Retype the entries below verbatim, beginning with the line that contains "Where can you see the sky?" and continuing through the final line of the entries, both ends included.

___ Input ___

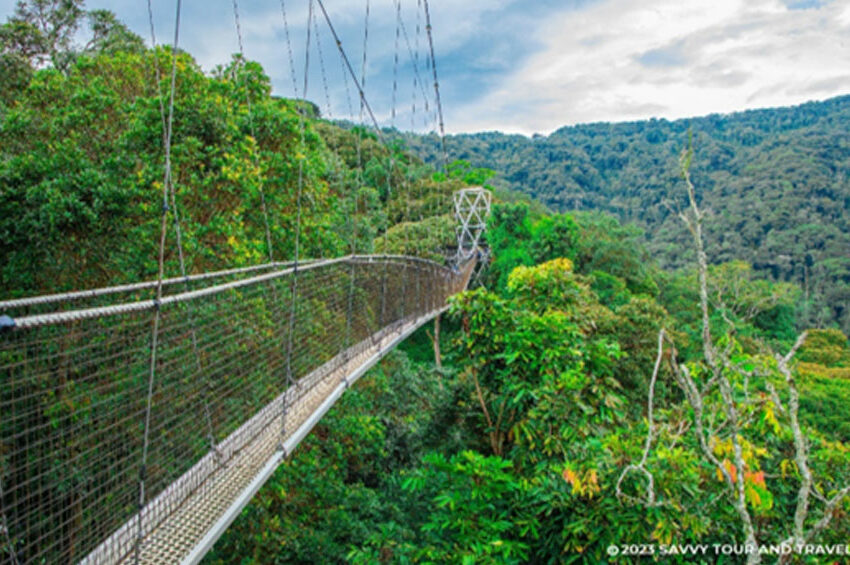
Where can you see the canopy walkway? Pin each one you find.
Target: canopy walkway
(101, 464)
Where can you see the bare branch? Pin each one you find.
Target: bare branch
(650, 488)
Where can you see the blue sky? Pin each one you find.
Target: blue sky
(529, 66)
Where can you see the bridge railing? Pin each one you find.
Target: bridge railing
(91, 440)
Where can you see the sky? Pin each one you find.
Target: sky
(527, 66)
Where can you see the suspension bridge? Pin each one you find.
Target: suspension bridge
(137, 421)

___

Response below:
Where can you see the sky? Pin each one you find.
Target: sky
(527, 66)
Where can you see the suspension bridge? Pin each one you find.
Target: suspension bridge
(137, 421)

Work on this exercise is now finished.